==== Filas proporcionadas ====

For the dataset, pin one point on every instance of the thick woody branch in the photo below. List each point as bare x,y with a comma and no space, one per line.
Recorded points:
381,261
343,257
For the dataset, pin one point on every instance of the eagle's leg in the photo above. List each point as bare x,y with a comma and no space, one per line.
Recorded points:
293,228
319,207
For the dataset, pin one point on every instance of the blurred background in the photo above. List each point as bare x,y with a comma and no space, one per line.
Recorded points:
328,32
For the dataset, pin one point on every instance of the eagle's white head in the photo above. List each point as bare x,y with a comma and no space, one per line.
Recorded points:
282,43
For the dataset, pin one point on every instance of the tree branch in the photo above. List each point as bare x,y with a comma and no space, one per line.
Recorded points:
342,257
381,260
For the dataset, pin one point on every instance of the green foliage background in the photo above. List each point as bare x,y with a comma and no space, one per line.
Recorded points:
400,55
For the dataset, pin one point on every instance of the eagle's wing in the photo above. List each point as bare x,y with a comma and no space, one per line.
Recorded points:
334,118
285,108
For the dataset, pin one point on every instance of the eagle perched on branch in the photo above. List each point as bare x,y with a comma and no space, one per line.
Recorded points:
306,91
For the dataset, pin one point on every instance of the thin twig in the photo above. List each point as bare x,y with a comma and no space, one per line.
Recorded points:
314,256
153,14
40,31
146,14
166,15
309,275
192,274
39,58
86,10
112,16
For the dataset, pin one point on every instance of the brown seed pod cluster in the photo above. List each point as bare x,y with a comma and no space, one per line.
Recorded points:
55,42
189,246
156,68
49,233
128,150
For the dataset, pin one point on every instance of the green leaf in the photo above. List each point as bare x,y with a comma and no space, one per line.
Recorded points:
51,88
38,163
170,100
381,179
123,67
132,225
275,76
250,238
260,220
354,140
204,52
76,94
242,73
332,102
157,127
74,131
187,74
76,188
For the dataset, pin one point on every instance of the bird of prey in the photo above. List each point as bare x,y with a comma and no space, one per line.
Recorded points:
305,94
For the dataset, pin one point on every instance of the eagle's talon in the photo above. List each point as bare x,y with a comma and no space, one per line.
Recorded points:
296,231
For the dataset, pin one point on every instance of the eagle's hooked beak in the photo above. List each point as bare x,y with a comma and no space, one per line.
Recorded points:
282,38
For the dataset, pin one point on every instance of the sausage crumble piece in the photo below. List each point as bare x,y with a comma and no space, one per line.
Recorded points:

====

-- Instrucciones de la tarea --
Extrae literalmente las líneas de las filas de arriba que van desde la que contiene "of the sausage" hasta el final, ambos extremos incluidos.

-- Ejercicio resuelto --
For the dataset, pin one point on every instance of the sausage crumble piece in the photo below. List each point as bare x,y with a comma and no space, one per line.
Recorded points:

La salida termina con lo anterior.